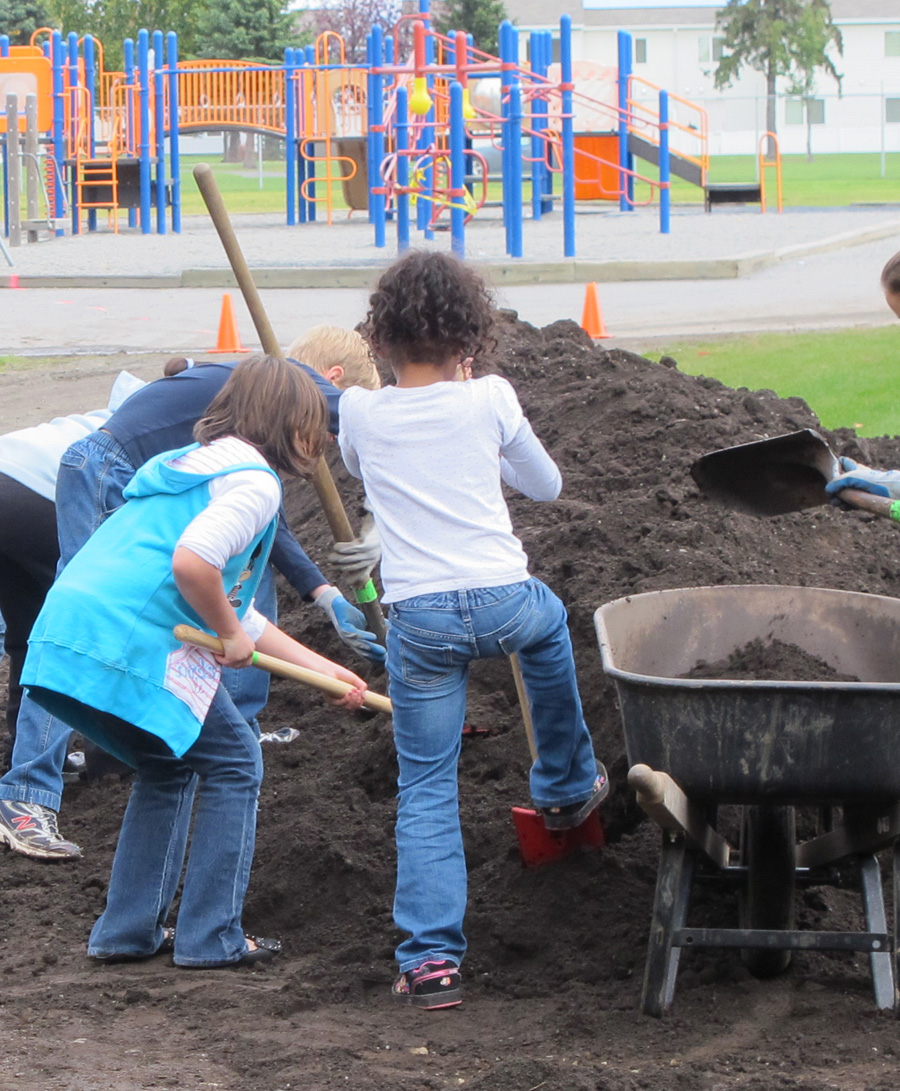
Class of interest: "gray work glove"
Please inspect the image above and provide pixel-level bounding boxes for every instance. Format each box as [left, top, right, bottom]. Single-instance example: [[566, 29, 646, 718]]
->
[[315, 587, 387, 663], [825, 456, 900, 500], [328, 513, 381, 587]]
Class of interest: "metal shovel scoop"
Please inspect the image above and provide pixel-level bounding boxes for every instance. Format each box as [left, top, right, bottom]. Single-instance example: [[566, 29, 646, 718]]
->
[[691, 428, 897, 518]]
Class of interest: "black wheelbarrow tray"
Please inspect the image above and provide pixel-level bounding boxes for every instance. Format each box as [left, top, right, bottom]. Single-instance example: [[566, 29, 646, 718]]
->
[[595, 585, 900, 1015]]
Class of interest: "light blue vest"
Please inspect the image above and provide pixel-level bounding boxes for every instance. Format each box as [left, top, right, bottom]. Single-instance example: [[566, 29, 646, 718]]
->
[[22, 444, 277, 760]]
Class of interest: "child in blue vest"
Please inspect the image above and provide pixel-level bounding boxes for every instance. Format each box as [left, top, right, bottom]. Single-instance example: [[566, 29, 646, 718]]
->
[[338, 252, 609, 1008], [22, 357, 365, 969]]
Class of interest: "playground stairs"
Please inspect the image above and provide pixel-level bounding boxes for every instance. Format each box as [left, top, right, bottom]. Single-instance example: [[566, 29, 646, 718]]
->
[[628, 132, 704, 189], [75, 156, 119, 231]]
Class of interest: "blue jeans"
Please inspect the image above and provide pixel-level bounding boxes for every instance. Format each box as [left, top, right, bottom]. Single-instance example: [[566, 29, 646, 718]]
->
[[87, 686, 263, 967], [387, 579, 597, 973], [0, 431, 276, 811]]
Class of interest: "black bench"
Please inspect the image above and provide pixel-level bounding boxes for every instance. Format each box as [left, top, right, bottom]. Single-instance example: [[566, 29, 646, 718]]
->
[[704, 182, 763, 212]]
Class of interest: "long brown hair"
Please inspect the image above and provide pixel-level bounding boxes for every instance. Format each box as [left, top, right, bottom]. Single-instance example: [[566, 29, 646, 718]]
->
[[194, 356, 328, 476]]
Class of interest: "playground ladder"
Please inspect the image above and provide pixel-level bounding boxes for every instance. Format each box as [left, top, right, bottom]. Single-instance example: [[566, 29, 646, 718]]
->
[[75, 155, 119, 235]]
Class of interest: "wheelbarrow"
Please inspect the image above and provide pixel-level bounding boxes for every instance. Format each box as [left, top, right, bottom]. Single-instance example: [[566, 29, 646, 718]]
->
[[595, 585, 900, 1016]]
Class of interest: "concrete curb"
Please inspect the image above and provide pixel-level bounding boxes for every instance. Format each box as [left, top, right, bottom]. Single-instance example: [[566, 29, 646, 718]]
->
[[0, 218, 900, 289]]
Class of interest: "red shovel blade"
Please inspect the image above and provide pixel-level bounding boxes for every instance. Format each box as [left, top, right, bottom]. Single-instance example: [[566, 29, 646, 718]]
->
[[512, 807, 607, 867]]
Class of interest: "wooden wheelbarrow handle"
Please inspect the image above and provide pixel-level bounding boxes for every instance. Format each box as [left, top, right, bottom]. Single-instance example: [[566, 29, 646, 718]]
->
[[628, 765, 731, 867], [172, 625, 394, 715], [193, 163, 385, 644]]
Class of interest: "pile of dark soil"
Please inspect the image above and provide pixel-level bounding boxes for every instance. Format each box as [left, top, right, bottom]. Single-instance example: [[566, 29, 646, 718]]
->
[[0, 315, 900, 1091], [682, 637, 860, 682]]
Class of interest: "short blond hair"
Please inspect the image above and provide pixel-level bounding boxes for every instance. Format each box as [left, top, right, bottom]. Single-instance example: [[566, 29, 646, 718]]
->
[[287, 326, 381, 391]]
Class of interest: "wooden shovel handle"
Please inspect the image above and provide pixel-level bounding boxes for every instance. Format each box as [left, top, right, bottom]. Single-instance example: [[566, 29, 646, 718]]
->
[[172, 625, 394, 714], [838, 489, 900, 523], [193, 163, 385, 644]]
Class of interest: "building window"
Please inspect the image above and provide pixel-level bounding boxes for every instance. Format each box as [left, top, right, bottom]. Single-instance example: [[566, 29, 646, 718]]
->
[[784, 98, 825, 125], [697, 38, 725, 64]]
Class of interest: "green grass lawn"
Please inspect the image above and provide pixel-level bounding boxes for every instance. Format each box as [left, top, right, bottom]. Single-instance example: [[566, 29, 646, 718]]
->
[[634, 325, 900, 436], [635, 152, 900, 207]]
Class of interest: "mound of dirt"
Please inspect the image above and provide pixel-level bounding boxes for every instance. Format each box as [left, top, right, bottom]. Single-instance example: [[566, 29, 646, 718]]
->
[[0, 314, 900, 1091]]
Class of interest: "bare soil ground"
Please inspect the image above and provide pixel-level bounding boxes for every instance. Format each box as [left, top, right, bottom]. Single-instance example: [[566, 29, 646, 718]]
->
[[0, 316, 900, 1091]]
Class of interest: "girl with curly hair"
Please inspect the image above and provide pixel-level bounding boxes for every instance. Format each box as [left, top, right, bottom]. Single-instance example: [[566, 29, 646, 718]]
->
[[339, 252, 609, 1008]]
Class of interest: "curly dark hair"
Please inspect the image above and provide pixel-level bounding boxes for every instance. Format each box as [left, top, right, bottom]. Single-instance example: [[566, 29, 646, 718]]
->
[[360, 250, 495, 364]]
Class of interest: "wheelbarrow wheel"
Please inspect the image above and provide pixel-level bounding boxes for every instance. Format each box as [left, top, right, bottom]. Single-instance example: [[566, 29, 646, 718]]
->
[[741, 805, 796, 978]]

• • • •

● **Goal of the exercise**
Copy the lines again, starting with the first line and going on through the line with "[[338, 252, 609, 1008], [22, 357, 365, 969]]", with the requests included. Offset every bounding box coordinate in the answers by adding 73, and leave the pictures out.

● **Solved exercise**
Class of interest: "gray work glove"
Please inspect the image above and provide pixel-level bounding boxes for every instance. Format each box as [left, top, right, bottom]. Single-instance example: [[566, 29, 646, 718]]
->
[[388, 660, 460, 736], [898, 529, 973, 573], [401, 586, 454, 660]]
Class of interest: "metal shovel scoop"
Please inspect the image above and provide pixel-level bounding boxes for every instance. Format each box as [left, top, right, bottom]. Single-instance example: [[566, 29, 646, 718]]
->
[[764, 501, 970, 591]]
Class of interest: "black wheelbarrow tray"
Please inspect the image above and provide pixel-level bounding boxes for every instance. Format each box as [left, top, right, bottom]. Single-instance example: [[566, 29, 646, 718]]
->
[[668, 658, 973, 1088]]
Class of interest: "light blue vest"
Please inspect the image above and provide pixel-level bounding boxes for every instance. Format each box as [left, top, right, bottom]. Single-instance example: [[566, 29, 646, 718]]
->
[[95, 517, 350, 833]]
Class of interest: "child in blue vest"
Please inspect the image above and provide pixel-level bounding boxes for every instance. Format each box as [left, top, right, bottom]. Single-instance example: [[566, 29, 646, 718]]
->
[[411, 325, 682, 1081], [95, 430, 438, 1042]]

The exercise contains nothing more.